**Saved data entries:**
════════════════════

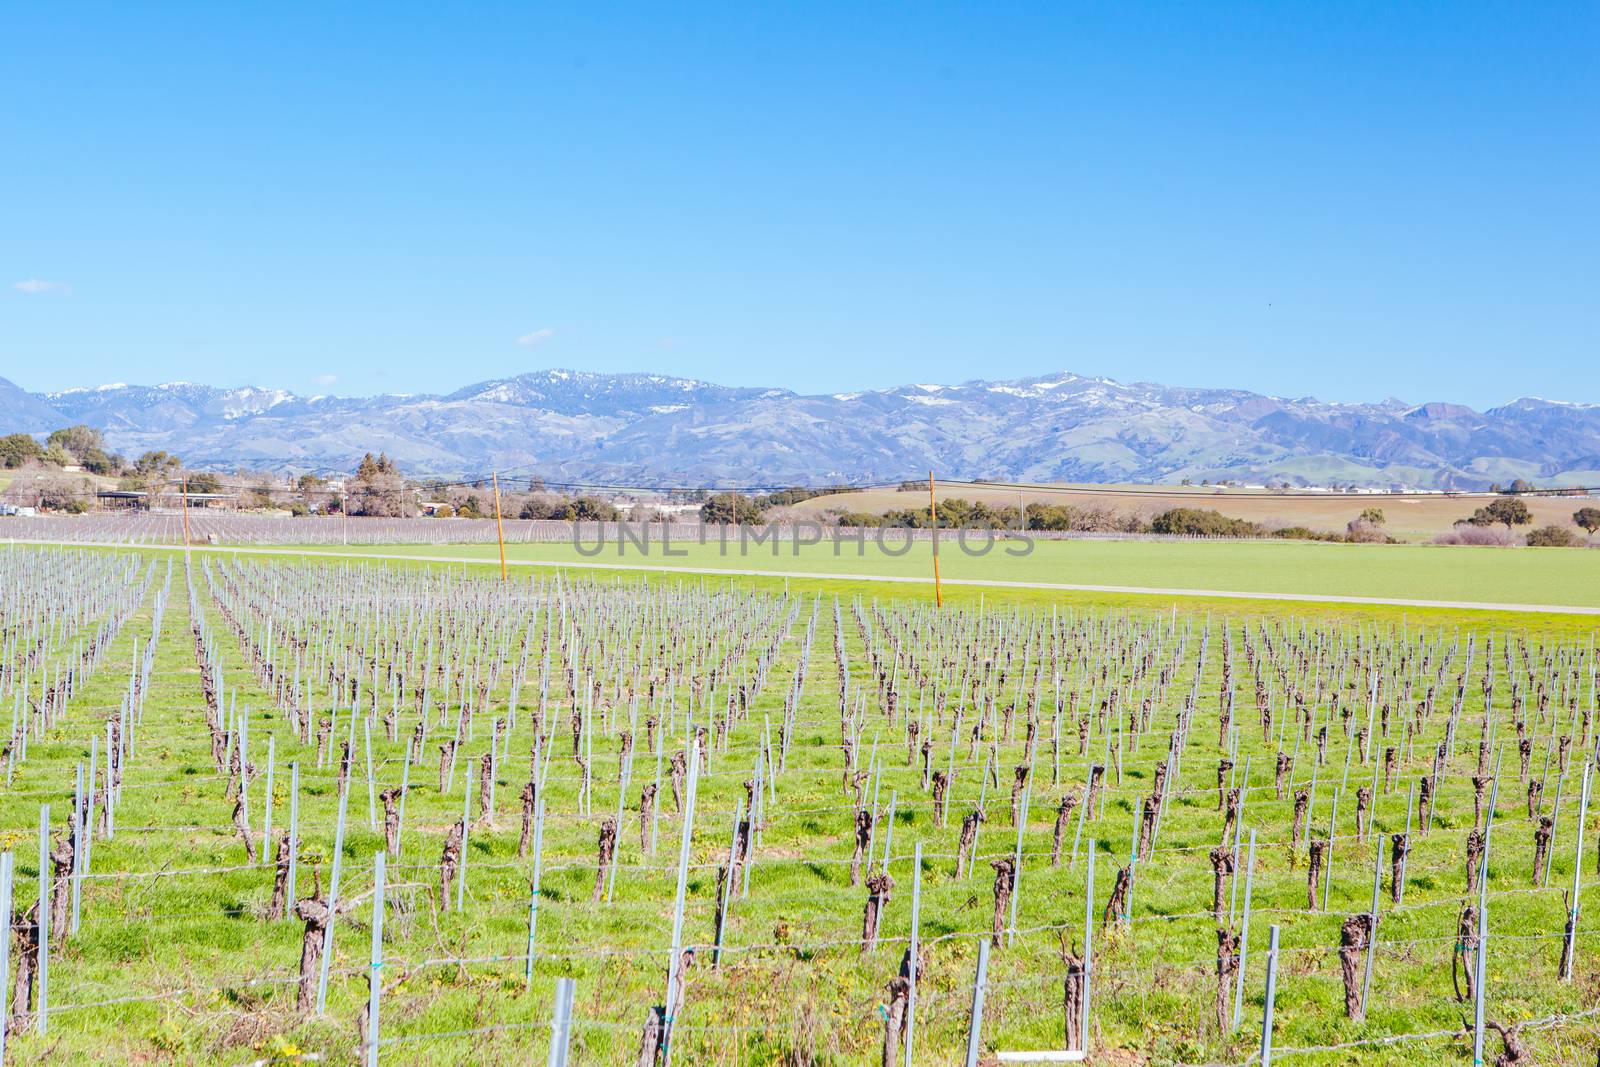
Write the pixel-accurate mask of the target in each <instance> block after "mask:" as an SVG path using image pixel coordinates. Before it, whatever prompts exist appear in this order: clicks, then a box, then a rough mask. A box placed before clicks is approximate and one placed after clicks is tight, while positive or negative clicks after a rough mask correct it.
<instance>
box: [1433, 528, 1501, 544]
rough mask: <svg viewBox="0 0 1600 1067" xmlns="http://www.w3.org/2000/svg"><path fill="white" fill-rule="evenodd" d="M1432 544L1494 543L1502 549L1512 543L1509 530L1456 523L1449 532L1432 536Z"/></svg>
mask: <svg viewBox="0 0 1600 1067" xmlns="http://www.w3.org/2000/svg"><path fill="white" fill-rule="evenodd" d="M1434 544H1462V545H1494V547H1501V549H1504V547H1507V545H1510V544H1512V537H1510V531H1509V530H1496V528H1493V526H1472V525H1467V523H1458V525H1456V528H1454V530H1451V531H1450V533H1442V534H1438V536H1437V537H1434Z"/></svg>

════════════════════

**Required work:** Stop after the line containing "box: [1433, 528, 1501, 544]": copy the records exactly from the first line up to there, leaving pictures out.

**Result below:**
Write the pixel-accurate mask of the target in each <instance> block after "mask:" as an SVG path using image pixel coordinates. Before it, whatever prompts exist appear in this order: clicks, then a box, then a rough mask. A box placed before clicks is approximate and one placed after clicks is tight, while positive or negative clicks after a rough mask correct it.
<instance>
box: [1433, 528, 1501, 544]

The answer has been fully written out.